# Document extract
--- Begin ---

# One or two AI prime HD freshwater



## Jaybo (Apr 10, 2018)

I currently have a 4 bulb T5 setup on my high tech 40g planted tank. I have a AI prime fresh water im taking off a tank and thinking of putting on the 40g. Should I purchase another unit or will one be enough? Dimensions are 23.6" x 19.68" x 18.89" my substrate is 14" from the rim and in the back and 16" in front.
















Sent from my SM-N920V using Tapatalk


----------



## gus6464 (Dec 19, 2011)

2 unless you want to downgrade your lights and even then it's still a downgrade.


----------



## jaz419 (Jan 21, 2018)

Probably 3-4 would keep it closer to your current t5 set up


Sent from my iPhone using Tapatalk


----------



## Botia dude (Feb 6, 2005)

I think the previous posters are underestimating the AI Primes capabilities a tad. At 24" in one dimension you will have a some dim areas on the ends. You can mitigate that by hanging it a bit higher. Say 8-10 inches from the waters surface and bias it towards the front of the tank by an inch or 3. Since you already have the light, test it out for yourself. I think you'll be surprised at the coverage it is capable of and it's intensity. 

I can't see the fixture you currently have on the tank but you could, if you wanted to, combine the T5's and the AI Prime to create a best of both worlds situation. That's probably the route I would go myself. Hang the T5's in front and the AI Prime towards the back a bit. Then adjust the colors of the AI Prime to mesh well with the bulbs you're using in the T5.

--- End ---

# Given records
--- Begin ---

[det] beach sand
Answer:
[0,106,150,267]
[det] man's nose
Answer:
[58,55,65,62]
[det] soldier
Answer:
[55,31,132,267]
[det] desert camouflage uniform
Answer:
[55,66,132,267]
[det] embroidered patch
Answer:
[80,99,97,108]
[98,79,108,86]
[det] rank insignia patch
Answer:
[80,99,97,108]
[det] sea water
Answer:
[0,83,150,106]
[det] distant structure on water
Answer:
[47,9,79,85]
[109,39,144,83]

--- End ---
--- Begin ---

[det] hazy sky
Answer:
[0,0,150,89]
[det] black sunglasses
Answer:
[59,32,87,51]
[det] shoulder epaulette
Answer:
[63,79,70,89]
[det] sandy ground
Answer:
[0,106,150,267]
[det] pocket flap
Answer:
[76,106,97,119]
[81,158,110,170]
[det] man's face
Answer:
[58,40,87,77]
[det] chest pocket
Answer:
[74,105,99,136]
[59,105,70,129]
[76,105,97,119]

--- End ---
--- Begin ---

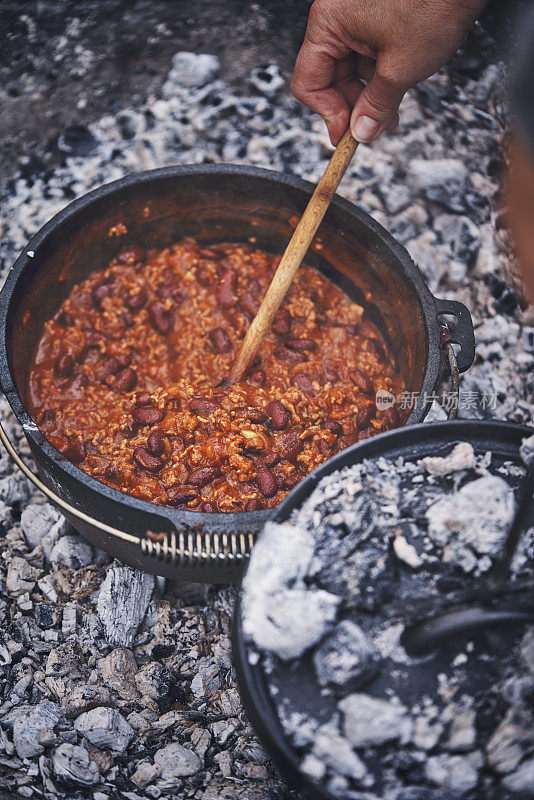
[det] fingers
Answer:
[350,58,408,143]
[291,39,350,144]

--- End ---

# Exercises
a - In the forum thread, how high above the water's surface does one poster suggest hanging the AI Prime?
b - Please turn the records, starting with the line that contains "[det] embroidered patch" and going on through the line that contains "[109,39,144,83]", into a JSON list of strings with one string per line and no blank lines.

# Answer set
a - 8-10 inches

b -
[
  "[det] embroidered patch",
  "Answer:",
  "[80,99,97,108]",
  "[98,79,108,86]",
  "[det] rank insignia patch",
  "Answer:",
  "[80,99,97,108]",
  "[det] sea water",
  "Answer:",
  "[0,83,150,106]",
  "[det] distant structure on water",
  "Answer:",
  "[47,9,79,85]",
  "[109,39,144,83]"
]